#### Written task:
Return, word for word, only the lines from the one containing "of the dense" through the last line of the entries.

(Records from a dataset)
============

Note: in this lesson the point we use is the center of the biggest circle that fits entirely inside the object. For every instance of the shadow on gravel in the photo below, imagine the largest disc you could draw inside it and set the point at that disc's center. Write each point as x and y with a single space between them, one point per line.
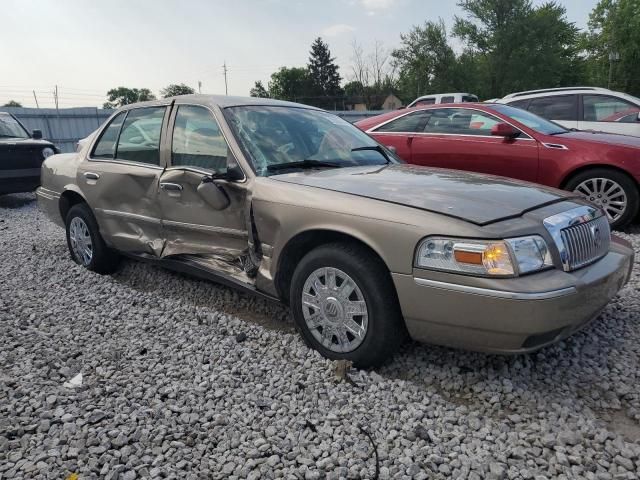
16 200
178 287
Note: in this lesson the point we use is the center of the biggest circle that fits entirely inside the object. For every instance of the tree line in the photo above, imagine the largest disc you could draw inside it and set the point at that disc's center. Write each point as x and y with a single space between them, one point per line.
506 46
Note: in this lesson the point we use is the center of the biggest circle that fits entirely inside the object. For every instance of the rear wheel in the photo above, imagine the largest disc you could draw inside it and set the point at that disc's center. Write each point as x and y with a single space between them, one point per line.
345 306
615 192
86 246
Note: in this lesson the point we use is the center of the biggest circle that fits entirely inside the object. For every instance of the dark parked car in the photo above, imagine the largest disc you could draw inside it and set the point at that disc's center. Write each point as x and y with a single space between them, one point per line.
504 140
21 155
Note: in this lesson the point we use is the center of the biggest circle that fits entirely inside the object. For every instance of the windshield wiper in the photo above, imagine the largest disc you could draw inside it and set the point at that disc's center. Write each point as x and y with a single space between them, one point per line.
305 164
375 148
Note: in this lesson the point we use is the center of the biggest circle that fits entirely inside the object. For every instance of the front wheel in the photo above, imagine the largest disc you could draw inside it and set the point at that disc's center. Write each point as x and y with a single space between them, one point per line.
345 306
615 192
86 246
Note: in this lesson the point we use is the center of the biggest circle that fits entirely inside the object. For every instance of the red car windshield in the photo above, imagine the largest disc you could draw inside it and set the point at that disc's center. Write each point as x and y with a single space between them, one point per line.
534 122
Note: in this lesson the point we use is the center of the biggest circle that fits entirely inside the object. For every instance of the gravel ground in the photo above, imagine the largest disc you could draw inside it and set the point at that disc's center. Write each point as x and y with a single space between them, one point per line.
187 379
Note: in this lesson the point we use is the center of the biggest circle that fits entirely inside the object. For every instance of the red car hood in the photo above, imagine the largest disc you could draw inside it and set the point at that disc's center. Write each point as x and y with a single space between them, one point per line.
599 137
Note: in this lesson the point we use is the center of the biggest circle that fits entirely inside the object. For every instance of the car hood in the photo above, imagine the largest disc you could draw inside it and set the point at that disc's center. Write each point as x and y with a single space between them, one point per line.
476 198
600 137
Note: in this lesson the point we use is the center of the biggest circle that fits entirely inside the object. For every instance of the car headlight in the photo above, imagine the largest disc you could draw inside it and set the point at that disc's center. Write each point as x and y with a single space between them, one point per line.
508 257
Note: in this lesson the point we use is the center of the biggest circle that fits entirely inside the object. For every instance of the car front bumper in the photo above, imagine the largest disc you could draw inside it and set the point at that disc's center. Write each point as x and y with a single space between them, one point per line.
510 315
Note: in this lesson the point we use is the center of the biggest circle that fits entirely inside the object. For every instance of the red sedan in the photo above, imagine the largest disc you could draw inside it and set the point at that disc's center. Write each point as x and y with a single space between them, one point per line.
503 140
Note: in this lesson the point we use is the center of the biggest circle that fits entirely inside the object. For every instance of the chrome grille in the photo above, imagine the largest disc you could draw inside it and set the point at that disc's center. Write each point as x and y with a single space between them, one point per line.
582 236
586 242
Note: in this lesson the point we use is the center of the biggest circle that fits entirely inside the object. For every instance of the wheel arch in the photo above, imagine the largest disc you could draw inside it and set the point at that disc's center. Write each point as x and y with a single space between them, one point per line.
302 243
594 166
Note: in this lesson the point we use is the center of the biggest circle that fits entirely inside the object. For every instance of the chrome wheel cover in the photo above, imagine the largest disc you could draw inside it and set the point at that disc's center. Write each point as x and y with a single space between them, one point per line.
334 310
605 193
80 238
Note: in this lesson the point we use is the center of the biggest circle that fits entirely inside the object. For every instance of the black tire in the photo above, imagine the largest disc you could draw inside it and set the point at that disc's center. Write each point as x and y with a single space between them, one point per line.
103 259
386 329
627 183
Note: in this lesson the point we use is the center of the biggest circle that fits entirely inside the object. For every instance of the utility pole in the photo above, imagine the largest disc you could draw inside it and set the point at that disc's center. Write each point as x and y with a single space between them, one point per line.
224 70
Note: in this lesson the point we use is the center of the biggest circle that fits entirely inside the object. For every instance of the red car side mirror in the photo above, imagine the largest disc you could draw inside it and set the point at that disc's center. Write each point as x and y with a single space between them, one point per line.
504 130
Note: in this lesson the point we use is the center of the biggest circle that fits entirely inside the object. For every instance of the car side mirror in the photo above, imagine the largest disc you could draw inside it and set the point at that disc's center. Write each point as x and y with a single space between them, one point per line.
504 130
213 194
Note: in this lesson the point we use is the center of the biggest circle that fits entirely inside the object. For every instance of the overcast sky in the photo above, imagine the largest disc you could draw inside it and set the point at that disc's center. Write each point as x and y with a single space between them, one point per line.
88 47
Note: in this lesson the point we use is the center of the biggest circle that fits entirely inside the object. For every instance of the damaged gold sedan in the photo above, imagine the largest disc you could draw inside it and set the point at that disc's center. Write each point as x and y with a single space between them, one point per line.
298 205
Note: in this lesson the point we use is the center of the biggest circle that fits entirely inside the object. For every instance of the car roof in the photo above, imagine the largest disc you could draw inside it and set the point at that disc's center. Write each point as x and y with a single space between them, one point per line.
556 90
442 95
220 101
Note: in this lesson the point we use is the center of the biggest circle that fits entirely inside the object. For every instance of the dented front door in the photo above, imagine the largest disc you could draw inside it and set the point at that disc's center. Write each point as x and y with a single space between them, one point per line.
202 216
120 177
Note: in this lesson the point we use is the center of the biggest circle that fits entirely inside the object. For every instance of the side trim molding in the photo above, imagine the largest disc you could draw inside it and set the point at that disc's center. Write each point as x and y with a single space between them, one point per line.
496 293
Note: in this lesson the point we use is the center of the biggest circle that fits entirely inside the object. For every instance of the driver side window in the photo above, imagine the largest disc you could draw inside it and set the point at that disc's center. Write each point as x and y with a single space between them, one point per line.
197 140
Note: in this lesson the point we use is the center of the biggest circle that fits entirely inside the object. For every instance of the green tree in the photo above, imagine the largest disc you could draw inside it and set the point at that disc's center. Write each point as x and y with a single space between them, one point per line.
291 84
323 72
175 90
614 28
518 46
425 61
259 91
117 97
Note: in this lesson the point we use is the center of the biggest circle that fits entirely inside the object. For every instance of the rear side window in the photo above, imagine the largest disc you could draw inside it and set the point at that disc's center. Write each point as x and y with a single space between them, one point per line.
413 122
603 108
520 104
106 146
197 140
557 107
425 101
140 137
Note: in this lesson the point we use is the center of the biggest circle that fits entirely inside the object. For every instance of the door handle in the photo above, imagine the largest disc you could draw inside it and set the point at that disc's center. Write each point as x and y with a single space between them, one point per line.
171 187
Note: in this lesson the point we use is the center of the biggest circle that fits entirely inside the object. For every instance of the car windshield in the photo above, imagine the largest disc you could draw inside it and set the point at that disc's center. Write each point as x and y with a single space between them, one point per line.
279 139
11 128
529 119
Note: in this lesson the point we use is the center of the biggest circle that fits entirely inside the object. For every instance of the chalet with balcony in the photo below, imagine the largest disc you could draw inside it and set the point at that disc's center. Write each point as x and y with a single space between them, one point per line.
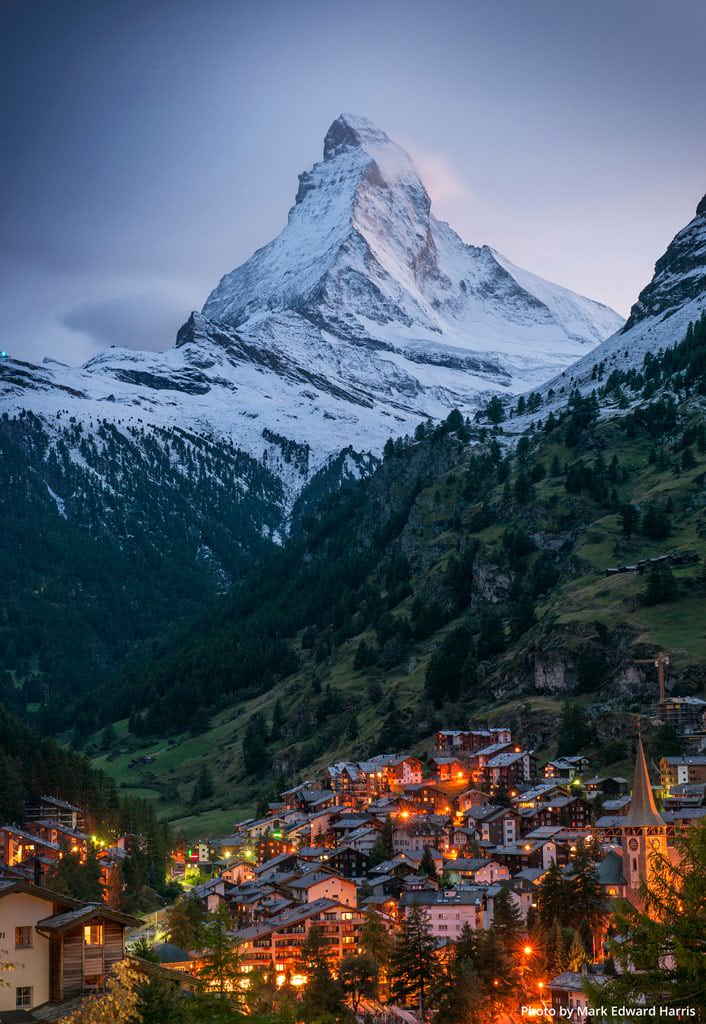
58 946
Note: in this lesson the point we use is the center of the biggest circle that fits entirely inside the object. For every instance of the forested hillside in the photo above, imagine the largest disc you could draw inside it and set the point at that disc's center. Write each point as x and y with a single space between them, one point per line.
109 537
464 577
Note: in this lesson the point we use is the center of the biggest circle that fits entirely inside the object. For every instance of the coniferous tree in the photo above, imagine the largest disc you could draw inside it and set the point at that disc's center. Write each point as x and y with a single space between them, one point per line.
427 864
555 949
507 920
412 965
203 787
663 949
551 899
220 957
184 922
358 976
576 953
323 993
375 937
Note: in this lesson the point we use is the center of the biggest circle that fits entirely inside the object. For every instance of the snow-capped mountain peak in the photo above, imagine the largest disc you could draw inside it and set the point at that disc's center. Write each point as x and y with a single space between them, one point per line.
365 315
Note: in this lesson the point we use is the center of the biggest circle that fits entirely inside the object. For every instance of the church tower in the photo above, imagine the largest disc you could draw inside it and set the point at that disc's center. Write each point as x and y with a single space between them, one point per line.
644 832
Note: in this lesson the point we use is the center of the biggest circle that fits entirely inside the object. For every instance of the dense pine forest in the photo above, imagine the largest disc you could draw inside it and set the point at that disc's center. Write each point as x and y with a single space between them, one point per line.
465 577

============

#### Right answer:
Note: in this lesson the point we use is the center of the biggest circle that fits entirely inside the object. For every instance of the dense pine forest in the photo above, imagine the largest disc you could draw inside it and set the point at that disc's center. Write each point as x and y with a single space between them, one point per line.
465 577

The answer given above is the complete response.